Task 1: According to the post about the Amish raid and municipal bylaws, how much will the sign for the daycare cost?
Task 2: Reproduce verbatim the passage of the post between "Not only that, they" and "don't run a business.", inclusive.

Text:

────────────────────

2011-05-18

Amish Raid And Other Stories

In Delaware we'd buy salsa made by the Amish.

Now there's a mix: Amish making Mexican food.

But unpasteurized milk wouldn't be on my list. I hate milk.

However, sounds like there's a market for it. So why raid it? I know it's illegal but really, if people want it let them buy and use it. People eat all sorts of things.

Reminds me of the ethics and religious course hoopla here in Quebec. Aside from the course itself, the problem I have is the government's paternalism forcing every school to heed to its demands.

I just don't get how the state can involve itself in a contract between a private citizen and private school. If a private parochial school and its parents want a product why does the government intervene?

***

Reminds me of another story. The municipality where my daycare operates is, for a lack of a better word, special. They have all sorts of frivolous bylaws that irritate the heck out of local shops. Recently, they obliged store owners to comply with a decision whereby they had to change their signs. The changes would cost, on average, $2000. That's a lot of money to impose on small businesses. My sign will cost me $1300. My plan was to wait a year before hanging one - you know, because I have to prioritize my costs. Alas, as the saying goes, "you can't fight city hall."

Not only that, they choose the size, colour and material used for the sign. Not you for your business. And if the owners or landlords don't comply, it is met with fines and in some cases the threat of revoking busiess permits. So if you have a Lavender store, naturally, you'd want a purple sign. No way say the tyrants at city hall - it's green! Incidentally, that's the colour they chose for my sign. We lucked out because our official emblem matches green perfectly. But I'm still irritated by the fact a bureaucrat indirectly has a say on my business.

Look, for a lack of a better word, it's a form of communism. None of these people have a clue what it's like to run a business. Aside the financial imposition, think of what that does to the creativity of shop owners? It zaps it. If you're the type who sees the logic in all this idiocy that's because you likely don't run a business.

────────────────────

Recorded information:
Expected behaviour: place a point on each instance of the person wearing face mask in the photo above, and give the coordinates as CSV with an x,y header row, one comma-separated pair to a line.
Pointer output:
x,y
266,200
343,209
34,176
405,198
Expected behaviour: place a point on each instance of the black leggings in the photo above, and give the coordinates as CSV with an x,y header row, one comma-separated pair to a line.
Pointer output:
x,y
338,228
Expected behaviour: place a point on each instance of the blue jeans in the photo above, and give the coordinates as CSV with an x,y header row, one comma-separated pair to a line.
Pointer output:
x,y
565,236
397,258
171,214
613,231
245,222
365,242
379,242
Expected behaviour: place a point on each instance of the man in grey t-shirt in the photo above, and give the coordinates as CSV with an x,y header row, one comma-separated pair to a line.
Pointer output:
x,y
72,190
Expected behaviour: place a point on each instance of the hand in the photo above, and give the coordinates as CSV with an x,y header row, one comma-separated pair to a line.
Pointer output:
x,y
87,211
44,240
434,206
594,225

────────────────────

Exercise output 1: $1300

Exercise output 2:
Not only that, they choose the size, colour and material used for the sign. Not you for your business. And if the owners or landlords don't comply, it is met with fines and in some cases the threat of revoking busiess permits. So if you have a Lavender store, naturally, you'd want a purple sign. No way say the tyrants at city hall - it's green! Incidentally, that's the colour they chose for my sign. We lucked out because our official emblem matches green perfectly. But I'm still irritated by the fact a bureaucrat indirectly has a say on my business.

Look, for a lack of a better word, it's a form of communism. None of these people have a clue what it's like to run a business. Aside the financial imposition, think of what that does to the creativity of shop owners? It zaps it. If you're the type who sees the logic in all this idiocy that's because you likely don't run a business.